▶ _AIM OF THE EXERCISE_: Pull out every line in the entries below that contains the word "instance". Matching is case-sensitive.

▶ _THE DATA_:
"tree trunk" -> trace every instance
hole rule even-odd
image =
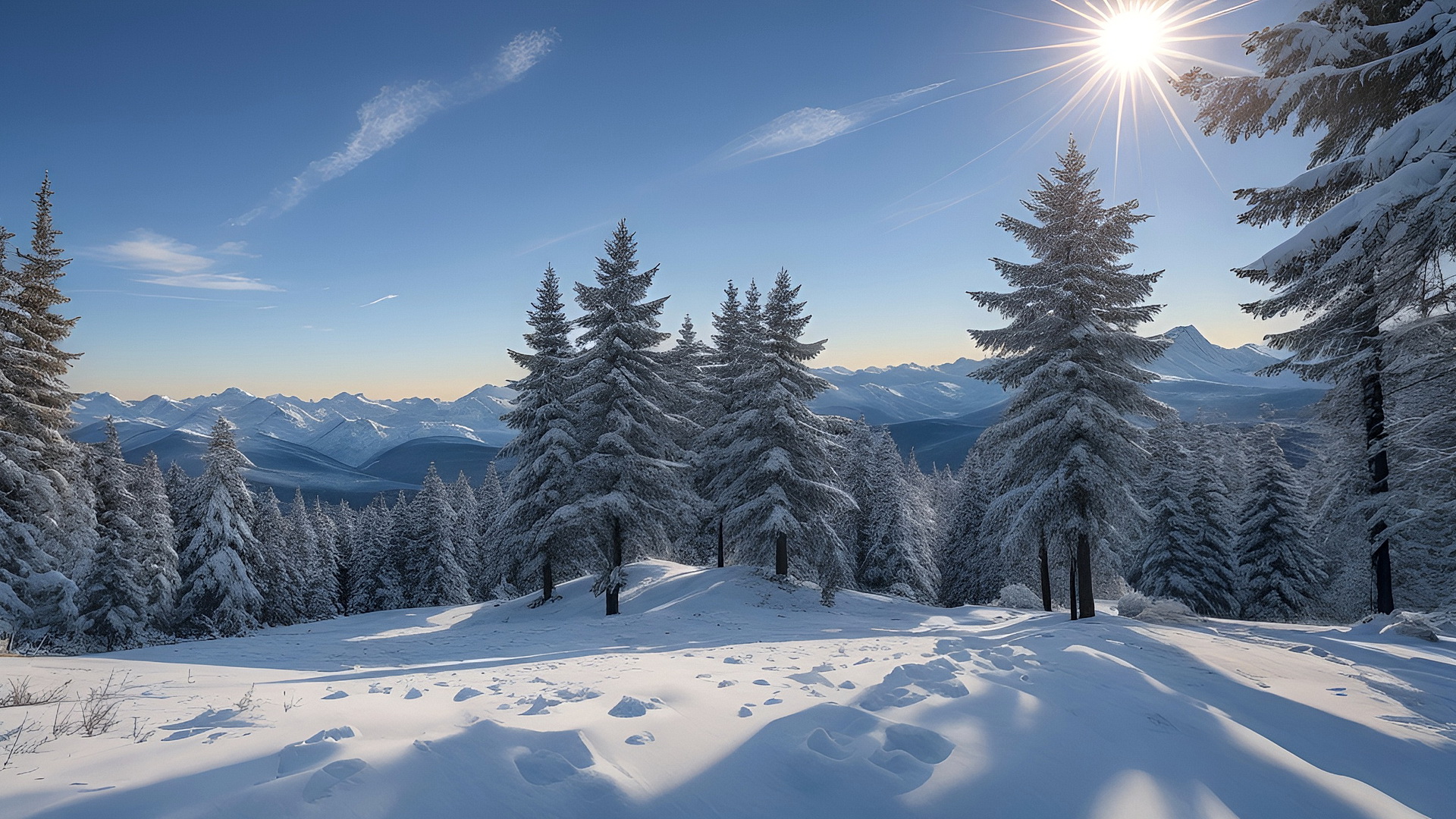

* * *

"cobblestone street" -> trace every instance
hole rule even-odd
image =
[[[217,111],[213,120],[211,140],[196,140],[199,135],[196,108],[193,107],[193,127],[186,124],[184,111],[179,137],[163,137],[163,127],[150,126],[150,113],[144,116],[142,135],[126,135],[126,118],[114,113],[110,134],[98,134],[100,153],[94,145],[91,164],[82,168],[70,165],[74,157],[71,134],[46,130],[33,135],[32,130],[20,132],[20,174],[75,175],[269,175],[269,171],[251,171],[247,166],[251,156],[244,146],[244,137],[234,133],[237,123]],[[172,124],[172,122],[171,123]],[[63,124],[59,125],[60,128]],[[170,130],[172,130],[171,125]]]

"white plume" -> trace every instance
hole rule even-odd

▶ _ANSWER FOR THIS EXERCISE_:
"tree trunk" -> trace every instance
"cobblestone street" -> trace every instance
"white plume" -> trace every instance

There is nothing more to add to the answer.